• TO DO
From the data, return each line holding the word "reindeer".
DATA LISTING: Begin
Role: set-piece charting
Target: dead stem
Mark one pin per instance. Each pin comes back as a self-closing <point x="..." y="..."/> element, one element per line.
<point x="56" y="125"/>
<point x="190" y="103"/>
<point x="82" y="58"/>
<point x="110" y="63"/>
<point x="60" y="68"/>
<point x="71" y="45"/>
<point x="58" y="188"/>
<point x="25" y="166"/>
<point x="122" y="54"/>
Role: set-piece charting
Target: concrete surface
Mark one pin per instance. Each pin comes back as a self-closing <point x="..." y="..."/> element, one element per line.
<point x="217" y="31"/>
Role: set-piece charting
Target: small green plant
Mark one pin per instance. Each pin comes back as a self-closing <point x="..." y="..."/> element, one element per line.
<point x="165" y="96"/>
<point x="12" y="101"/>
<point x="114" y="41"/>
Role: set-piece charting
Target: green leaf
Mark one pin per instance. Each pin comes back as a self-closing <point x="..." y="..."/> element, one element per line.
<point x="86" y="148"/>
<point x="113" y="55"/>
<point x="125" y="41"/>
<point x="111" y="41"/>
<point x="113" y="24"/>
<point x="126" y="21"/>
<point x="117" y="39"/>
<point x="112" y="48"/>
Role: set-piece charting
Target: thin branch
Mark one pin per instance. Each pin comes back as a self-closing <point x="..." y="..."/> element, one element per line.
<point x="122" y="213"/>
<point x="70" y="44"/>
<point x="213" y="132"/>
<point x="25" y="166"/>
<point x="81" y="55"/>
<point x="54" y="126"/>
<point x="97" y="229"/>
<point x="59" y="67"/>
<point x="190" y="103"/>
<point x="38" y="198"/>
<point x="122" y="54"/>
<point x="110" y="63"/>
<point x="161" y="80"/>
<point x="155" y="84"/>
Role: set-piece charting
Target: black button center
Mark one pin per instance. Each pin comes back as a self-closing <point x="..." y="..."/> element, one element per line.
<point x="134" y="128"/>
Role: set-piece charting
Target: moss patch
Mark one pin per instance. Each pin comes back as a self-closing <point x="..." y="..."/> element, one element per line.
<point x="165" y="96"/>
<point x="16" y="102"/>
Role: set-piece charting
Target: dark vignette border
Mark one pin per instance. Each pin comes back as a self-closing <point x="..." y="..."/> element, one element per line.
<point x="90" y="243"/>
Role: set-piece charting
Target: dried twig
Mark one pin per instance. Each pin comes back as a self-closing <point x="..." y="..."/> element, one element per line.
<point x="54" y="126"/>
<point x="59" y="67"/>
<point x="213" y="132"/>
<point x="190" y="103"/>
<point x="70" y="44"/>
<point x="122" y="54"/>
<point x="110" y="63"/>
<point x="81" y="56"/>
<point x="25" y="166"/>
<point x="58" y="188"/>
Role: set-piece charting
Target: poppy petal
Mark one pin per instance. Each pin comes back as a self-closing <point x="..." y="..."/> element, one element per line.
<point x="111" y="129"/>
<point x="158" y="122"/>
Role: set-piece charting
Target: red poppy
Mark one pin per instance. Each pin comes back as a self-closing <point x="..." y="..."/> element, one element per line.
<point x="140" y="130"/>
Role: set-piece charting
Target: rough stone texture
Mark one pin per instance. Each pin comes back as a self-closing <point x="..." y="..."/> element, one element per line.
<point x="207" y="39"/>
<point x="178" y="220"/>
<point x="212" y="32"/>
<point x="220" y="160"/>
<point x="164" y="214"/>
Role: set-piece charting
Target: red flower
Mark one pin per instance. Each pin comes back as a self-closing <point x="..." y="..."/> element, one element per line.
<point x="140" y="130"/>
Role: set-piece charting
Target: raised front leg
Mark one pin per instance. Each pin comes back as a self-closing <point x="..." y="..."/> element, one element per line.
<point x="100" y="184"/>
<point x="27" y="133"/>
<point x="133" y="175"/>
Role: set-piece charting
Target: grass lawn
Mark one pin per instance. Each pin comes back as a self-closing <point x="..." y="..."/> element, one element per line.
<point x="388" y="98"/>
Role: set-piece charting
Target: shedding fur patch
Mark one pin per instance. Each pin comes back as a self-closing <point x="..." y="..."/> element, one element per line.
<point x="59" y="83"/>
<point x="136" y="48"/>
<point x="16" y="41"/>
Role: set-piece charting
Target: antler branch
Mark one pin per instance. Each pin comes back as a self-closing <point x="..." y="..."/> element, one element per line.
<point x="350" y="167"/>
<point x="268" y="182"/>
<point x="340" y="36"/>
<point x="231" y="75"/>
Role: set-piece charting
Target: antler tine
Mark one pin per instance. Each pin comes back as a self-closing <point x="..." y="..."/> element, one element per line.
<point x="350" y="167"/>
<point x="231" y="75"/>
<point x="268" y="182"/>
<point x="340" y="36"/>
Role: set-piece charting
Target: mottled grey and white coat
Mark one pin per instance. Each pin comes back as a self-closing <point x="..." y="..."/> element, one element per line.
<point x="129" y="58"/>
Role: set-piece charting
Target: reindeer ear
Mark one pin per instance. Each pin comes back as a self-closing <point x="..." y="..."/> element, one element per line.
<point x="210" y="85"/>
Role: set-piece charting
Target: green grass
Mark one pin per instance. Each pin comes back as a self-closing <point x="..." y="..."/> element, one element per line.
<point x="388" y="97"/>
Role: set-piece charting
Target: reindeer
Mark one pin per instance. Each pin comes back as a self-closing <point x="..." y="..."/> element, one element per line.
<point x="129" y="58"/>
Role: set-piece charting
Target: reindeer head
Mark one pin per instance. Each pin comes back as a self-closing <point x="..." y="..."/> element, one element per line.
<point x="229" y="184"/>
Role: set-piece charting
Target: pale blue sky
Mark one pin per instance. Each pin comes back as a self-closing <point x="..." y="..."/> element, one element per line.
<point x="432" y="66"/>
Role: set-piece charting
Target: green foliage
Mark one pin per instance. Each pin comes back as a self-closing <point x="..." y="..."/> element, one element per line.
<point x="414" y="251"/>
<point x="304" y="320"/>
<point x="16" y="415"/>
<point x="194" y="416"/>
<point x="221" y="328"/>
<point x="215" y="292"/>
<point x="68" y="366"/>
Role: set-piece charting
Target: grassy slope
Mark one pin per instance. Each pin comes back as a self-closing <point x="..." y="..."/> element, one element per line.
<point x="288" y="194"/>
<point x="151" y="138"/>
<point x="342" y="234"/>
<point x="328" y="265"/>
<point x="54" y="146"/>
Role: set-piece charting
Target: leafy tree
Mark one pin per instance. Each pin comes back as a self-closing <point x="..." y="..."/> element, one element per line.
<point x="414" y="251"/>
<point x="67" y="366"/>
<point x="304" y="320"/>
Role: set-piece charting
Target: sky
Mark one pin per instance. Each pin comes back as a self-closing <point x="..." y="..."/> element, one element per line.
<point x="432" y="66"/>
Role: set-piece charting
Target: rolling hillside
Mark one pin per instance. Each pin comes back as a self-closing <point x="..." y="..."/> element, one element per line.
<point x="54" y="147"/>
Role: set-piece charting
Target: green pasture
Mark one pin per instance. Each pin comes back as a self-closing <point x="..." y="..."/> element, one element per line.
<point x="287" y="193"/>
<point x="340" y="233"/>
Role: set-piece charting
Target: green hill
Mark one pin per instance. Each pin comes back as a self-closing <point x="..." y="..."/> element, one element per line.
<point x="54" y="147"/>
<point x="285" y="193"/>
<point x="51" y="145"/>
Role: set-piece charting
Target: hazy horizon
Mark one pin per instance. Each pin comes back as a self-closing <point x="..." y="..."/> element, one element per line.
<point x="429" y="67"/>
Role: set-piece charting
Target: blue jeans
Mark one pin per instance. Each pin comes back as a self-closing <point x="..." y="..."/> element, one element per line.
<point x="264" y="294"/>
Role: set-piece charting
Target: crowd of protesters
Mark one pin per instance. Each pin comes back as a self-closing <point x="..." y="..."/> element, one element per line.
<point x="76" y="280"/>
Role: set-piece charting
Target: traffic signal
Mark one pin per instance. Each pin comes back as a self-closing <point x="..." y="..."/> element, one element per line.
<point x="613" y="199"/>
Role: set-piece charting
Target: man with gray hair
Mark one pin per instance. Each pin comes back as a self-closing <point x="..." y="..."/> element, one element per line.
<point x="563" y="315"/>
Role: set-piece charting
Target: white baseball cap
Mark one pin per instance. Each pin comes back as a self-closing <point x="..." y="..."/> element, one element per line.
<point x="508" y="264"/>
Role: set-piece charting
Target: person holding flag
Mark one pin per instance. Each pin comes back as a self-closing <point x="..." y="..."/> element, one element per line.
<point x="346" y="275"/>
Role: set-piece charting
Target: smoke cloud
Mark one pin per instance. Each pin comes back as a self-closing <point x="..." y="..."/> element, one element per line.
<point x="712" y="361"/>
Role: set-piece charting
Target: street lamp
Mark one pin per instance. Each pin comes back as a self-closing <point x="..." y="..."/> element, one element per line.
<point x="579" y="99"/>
DATA LISTING: End
• RESULT BELOW
Target: reindeer ear
Target: reindeer
Target: reindeer head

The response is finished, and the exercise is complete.